↓

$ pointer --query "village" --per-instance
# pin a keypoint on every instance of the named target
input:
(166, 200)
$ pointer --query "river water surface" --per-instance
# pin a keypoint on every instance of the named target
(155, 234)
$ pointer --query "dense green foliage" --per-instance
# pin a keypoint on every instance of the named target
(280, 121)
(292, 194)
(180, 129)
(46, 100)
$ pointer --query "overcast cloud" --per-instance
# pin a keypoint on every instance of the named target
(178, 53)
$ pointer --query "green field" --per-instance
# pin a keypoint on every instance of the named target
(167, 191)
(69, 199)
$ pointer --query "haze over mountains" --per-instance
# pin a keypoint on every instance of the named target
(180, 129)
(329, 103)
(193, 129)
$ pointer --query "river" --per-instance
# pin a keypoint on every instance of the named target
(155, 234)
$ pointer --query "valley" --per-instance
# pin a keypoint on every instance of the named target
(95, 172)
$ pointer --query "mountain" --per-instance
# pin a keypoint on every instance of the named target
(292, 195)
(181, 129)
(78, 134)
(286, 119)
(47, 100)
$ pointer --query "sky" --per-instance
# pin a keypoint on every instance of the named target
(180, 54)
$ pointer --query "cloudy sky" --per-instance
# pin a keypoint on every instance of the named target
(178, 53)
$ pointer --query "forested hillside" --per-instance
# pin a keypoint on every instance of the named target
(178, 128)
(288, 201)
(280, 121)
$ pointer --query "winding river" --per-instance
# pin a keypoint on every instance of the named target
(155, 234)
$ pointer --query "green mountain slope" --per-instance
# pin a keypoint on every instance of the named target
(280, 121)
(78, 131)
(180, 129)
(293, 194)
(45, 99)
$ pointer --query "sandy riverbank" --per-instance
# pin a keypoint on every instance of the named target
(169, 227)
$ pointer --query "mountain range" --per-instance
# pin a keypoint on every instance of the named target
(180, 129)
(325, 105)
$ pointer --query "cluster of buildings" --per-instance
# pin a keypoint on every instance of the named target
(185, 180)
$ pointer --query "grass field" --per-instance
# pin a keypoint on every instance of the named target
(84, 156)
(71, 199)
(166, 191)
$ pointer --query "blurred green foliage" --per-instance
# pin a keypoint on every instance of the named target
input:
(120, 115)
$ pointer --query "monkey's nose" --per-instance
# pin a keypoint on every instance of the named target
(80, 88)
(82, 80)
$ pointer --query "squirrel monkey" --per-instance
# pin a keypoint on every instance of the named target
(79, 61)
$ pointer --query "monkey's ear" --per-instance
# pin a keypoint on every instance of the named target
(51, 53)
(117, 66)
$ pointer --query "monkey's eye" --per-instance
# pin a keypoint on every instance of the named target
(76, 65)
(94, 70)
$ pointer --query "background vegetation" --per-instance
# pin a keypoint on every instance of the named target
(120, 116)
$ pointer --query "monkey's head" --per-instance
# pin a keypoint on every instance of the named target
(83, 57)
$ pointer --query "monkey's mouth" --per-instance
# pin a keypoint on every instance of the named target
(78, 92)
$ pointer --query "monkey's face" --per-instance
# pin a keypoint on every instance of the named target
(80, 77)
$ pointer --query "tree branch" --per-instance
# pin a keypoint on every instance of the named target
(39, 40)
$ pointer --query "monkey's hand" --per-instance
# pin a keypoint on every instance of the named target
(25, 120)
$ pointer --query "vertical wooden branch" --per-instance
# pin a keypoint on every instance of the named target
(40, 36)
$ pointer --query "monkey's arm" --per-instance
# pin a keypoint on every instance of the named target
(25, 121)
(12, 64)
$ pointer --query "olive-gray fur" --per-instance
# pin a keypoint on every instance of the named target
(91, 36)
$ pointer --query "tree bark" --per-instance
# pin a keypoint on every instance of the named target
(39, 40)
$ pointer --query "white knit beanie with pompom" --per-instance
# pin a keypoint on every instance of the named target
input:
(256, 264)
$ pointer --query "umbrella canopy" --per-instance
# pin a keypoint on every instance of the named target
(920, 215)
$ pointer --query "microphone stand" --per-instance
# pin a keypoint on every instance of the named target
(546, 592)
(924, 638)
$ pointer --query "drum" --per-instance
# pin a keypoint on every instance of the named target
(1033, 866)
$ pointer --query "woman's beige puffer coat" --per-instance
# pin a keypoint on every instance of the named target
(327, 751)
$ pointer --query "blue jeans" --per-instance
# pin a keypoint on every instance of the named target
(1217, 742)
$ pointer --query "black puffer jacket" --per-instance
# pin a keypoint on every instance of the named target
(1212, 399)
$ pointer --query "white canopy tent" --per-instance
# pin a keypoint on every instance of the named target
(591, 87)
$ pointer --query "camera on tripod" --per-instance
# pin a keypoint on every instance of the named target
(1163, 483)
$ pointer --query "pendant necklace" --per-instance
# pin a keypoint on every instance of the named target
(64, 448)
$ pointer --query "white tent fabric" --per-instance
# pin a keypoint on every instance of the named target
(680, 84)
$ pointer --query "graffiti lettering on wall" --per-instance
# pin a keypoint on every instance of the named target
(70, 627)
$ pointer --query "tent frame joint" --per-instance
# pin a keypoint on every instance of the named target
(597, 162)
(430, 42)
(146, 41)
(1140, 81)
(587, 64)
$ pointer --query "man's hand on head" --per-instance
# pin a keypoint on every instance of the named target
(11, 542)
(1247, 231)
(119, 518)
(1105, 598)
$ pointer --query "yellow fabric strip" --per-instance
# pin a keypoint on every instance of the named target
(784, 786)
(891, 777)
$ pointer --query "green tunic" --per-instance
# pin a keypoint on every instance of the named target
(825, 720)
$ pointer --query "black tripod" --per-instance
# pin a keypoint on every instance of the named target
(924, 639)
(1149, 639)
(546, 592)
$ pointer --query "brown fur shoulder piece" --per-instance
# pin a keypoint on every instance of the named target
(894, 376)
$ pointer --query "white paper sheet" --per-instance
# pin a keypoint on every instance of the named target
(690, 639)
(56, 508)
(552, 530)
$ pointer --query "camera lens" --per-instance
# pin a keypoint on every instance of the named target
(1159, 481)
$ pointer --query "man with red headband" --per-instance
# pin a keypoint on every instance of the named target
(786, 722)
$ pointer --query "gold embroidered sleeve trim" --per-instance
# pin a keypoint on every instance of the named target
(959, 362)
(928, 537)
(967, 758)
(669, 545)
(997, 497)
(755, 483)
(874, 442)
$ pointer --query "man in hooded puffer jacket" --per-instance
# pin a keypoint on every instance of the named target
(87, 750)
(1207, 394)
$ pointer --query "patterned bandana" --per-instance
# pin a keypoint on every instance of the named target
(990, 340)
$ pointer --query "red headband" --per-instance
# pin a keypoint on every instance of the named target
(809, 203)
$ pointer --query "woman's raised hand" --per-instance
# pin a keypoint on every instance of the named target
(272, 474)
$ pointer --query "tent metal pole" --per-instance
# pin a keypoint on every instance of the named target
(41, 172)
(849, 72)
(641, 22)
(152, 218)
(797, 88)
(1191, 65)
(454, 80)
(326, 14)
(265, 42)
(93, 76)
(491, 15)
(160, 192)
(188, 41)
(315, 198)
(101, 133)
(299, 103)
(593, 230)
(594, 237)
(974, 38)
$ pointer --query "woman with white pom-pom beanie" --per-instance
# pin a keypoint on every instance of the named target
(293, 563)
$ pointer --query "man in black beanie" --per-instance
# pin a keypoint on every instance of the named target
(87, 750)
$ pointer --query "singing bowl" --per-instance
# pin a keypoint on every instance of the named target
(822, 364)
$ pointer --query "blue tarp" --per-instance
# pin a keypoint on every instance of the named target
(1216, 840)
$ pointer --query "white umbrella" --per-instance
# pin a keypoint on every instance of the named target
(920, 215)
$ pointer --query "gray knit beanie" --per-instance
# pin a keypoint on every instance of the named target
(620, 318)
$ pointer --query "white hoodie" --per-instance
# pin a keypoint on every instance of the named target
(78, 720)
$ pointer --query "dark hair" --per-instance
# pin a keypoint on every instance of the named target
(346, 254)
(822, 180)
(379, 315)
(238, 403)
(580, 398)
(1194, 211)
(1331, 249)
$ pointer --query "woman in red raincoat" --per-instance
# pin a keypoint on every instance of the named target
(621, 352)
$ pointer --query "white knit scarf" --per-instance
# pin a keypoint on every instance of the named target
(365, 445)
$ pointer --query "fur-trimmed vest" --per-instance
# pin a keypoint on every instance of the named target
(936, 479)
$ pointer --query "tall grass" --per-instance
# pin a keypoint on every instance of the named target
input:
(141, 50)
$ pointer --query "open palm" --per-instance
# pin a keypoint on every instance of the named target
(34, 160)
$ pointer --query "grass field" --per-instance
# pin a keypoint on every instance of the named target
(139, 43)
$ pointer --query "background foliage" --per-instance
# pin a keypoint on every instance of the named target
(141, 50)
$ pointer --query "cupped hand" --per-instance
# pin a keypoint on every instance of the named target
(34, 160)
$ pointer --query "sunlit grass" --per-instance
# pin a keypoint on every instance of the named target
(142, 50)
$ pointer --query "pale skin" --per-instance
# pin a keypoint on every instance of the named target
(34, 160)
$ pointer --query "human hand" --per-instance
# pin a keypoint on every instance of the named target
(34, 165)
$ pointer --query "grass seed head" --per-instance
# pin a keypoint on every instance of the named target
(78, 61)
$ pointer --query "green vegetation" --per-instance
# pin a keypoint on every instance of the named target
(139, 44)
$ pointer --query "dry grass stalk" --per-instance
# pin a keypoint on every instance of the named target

↑

Copy out the lines of the records above in which the string "hand" appears.

$ pointer --query "monkey's hand" --per-instance
$ pointer --query "man's hand on head" --per-instance
$ pointer --query "woman's raised hand" --per-instance
$ pointer --query "cupped hand" --per-instance
$ pointer --query "human hand" --per-instance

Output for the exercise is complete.